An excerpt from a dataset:
+ + + + + + +

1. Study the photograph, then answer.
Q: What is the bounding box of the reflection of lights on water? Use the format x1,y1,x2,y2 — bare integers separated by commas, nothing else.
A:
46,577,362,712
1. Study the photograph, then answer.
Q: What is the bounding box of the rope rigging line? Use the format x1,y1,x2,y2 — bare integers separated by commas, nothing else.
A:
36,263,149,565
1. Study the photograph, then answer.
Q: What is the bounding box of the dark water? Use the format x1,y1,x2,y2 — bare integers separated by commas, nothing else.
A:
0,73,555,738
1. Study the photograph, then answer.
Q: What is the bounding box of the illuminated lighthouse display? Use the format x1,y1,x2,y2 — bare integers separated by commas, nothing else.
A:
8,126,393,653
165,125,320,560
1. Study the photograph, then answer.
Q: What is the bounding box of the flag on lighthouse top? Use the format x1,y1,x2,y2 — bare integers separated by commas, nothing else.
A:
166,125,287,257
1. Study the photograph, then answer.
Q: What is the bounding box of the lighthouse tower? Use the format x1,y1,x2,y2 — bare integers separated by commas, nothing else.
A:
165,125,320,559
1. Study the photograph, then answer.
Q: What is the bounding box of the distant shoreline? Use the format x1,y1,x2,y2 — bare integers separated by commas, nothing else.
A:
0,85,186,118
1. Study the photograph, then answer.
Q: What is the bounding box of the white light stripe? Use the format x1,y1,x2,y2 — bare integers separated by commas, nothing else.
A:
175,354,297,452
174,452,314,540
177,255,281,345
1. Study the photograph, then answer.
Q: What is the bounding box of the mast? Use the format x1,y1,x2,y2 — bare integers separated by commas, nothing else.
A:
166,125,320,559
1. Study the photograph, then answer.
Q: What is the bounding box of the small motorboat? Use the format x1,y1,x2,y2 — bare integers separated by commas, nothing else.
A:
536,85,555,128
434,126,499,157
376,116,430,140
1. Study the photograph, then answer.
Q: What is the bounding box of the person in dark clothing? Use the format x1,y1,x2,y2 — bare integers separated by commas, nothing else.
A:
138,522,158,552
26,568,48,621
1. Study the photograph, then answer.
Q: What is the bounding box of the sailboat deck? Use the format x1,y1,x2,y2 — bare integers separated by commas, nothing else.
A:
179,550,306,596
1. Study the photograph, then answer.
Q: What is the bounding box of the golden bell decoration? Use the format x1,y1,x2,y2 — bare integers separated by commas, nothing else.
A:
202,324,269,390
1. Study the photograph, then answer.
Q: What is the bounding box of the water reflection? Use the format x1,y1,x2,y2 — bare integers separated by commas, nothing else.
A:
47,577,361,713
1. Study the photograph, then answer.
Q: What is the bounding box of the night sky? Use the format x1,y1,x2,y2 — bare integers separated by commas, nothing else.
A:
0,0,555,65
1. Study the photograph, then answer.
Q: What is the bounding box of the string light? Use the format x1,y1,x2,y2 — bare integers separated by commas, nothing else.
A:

+ + + + + + +

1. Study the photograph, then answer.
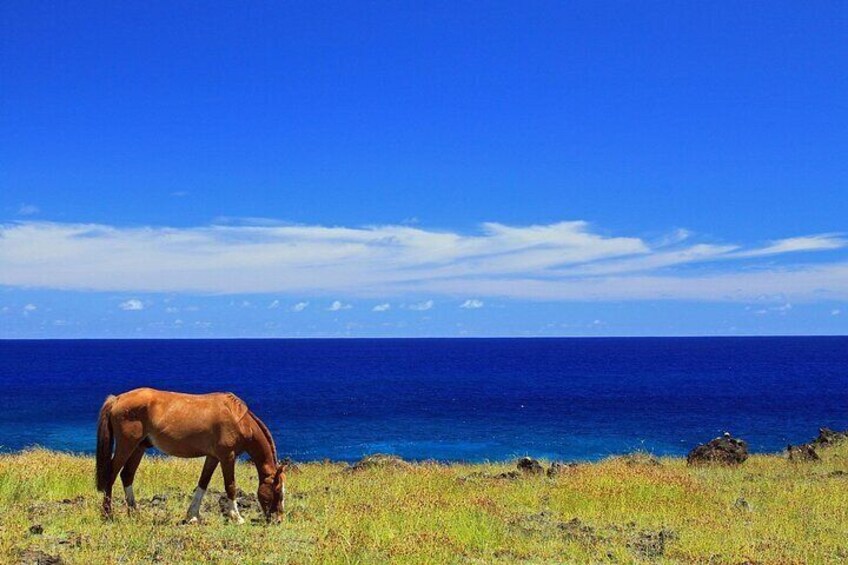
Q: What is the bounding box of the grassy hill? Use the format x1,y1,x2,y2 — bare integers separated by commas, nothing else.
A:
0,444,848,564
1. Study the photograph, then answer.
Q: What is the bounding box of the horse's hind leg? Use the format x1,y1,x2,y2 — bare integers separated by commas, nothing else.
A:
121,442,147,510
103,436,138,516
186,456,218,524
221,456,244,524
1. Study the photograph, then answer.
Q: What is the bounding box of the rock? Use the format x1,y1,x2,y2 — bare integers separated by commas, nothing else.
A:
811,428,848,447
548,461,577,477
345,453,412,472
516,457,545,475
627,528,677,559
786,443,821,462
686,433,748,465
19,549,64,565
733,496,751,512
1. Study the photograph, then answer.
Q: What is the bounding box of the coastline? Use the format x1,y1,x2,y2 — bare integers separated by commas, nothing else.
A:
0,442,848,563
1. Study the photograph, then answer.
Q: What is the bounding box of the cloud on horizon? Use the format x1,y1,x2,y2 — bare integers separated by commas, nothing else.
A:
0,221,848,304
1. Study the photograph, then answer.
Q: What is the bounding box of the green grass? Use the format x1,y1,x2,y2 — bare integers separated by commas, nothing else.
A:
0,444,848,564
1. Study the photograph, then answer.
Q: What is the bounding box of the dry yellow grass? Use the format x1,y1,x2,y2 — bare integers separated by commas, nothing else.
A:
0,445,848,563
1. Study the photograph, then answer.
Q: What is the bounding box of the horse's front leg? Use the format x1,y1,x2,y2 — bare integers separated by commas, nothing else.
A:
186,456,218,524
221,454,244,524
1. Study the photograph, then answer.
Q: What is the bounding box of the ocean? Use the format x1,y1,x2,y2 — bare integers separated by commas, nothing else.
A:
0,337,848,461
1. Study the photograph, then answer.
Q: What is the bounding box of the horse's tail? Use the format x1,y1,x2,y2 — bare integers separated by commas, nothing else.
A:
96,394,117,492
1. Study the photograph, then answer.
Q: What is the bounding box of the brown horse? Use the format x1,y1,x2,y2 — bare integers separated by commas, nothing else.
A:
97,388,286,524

+ + + + + + +

◆ **Short task**
Pull out each line of the items above that contains the string "horse". Case counts, so only lines with that exact capitalization qualify.

◆ **Correct response**
Q: What is the bounding box of the horse's hind leg? Use the format x1,y1,x2,y2 — bare integers separated by commas, nothing else.
Q: What is the bounding box of the horse's front leg? Use the format x1,y1,x2,y2 — bare integers separated by commas, nothing else.
Q: What is the bounding box of the horse's tail? Use the format x1,y1,x2,y2 — bare integers separated by commas, nothing else.
Q: What is the bounding box of the brown horse? Use the format x1,y1,x2,y2 — bare integers separated by commas, nothing else.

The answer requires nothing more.